▶ **Requirements**
Make an exact copy of the lines below.
+ + + + + + +
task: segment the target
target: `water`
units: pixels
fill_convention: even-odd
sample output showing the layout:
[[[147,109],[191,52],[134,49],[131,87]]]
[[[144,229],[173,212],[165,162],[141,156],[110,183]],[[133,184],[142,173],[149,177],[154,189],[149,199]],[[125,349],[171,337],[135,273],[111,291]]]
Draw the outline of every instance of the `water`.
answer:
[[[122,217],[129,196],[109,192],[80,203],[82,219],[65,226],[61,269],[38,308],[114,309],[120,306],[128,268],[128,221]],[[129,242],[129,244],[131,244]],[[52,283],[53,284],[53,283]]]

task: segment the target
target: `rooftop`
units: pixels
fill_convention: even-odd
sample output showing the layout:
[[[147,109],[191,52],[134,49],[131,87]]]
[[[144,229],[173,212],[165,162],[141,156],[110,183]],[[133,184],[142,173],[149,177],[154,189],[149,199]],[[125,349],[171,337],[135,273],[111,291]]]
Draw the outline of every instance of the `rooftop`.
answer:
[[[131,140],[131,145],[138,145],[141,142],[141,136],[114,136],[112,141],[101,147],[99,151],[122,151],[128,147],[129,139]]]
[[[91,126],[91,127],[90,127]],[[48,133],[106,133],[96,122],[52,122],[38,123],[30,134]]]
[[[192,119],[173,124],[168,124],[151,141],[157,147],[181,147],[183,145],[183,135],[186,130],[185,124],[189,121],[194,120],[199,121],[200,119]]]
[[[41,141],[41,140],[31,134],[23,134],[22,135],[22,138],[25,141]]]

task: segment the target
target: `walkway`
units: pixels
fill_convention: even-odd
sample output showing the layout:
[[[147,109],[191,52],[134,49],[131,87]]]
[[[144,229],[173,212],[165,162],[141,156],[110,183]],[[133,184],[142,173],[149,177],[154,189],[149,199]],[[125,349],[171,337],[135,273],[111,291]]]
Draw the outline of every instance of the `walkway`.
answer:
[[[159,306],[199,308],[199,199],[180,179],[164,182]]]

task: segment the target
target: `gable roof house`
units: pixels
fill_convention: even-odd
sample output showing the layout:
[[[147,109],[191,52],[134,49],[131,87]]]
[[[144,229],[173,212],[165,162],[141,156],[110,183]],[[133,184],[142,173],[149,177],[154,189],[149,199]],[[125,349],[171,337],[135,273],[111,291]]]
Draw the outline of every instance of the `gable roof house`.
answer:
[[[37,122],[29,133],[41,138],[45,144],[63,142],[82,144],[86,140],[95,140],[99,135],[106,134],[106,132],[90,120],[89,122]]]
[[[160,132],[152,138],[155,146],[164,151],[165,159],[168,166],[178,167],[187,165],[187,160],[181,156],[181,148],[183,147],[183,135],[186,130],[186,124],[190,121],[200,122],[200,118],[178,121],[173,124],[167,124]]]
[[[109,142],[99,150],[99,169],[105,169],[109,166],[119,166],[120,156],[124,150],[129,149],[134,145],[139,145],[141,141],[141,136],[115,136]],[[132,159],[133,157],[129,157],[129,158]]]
+ + + + + + +
▶ **Complete response**
task: segment the target
target: `water`
units: pixels
fill_convention: even-odd
sample output showing the layout:
[[[147,109],[191,52],[134,49],[131,87]]]
[[[144,229],[173,212],[165,162],[141,156],[110,183]],[[133,184],[142,173],[149,177],[154,189],[149,199]],[[125,349],[171,337],[135,273],[111,291]]]
Draw the outline of every instance of the `water`.
answer:
[[[122,217],[129,196],[109,192],[80,203],[82,219],[65,226],[61,269],[38,308],[114,309],[120,306],[128,268],[128,221]],[[129,242],[129,244],[131,244]],[[52,283],[53,284],[53,283]]]

task: segment the target
target: `rooftop`
units: pixels
fill_convention: even-odd
sample output showing the layout:
[[[147,109],[191,52],[134,49],[131,87]]]
[[[144,229],[173,212],[165,162],[141,156],[110,183]],[[133,184],[142,173],[149,177],[154,189],[149,199]],[[125,349],[171,337],[135,273],[111,291]]]
Draw the outline of every instance of the `rooftop`.
answer:
[[[131,140],[131,145],[138,145],[141,142],[141,136],[114,136],[112,141],[101,147],[99,151],[122,151],[128,147],[129,139]]]
[[[91,126],[91,127],[90,127]],[[48,133],[106,133],[96,122],[52,122],[38,123],[30,134]]]
[[[192,119],[173,124],[168,124],[151,141],[157,147],[181,147],[183,145],[183,135],[186,130],[185,124],[189,121],[194,120],[199,121],[200,119]]]
[[[41,141],[41,140],[31,134],[23,134],[22,135],[22,138],[25,141]]]

task: segment the target
target: `walkway`
units: pixels
fill_convention: even-odd
sample output showing the layout:
[[[147,109],[191,52],[134,49],[131,87]]]
[[[144,229],[173,212],[165,162],[141,156],[110,183]],[[133,184],[142,173],[149,177],[154,189],[149,199]],[[125,349],[171,337],[135,273],[111,291]]]
Draw the outline of every instance of the `walkway`.
answer:
[[[159,306],[199,308],[199,199],[180,179],[164,182]]]

task: segment the target
target: `gable roof house`
units: pixels
fill_convention: even-odd
sample output showing the layout:
[[[147,109],[191,52],[134,49],[131,87]]]
[[[144,229],[173,212],[165,162],[141,156],[110,183]],[[133,184],[142,173],[149,177],[154,189],[149,199]],[[125,349],[171,337],[135,273],[111,291]]]
Draw the outline of every instance of the `gable roof house`.
answer:
[[[37,122],[29,133],[41,138],[45,144],[63,142],[82,144],[86,140],[95,140],[99,135],[106,134],[106,132],[90,120],[89,122]]]
[[[160,132],[152,138],[155,146],[164,151],[165,159],[168,166],[178,167],[187,165],[187,160],[181,156],[181,148],[183,147],[183,135],[186,130],[186,124],[190,121],[200,122],[200,118],[178,121],[173,124],[167,124]]]
[[[109,142],[99,150],[99,169],[105,169],[109,166],[119,166],[120,156],[124,150],[129,149],[134,145],[139,145],[141,141],[141,136],[115,136]],[[132,159],[133,157],[129,157],[129,158]]]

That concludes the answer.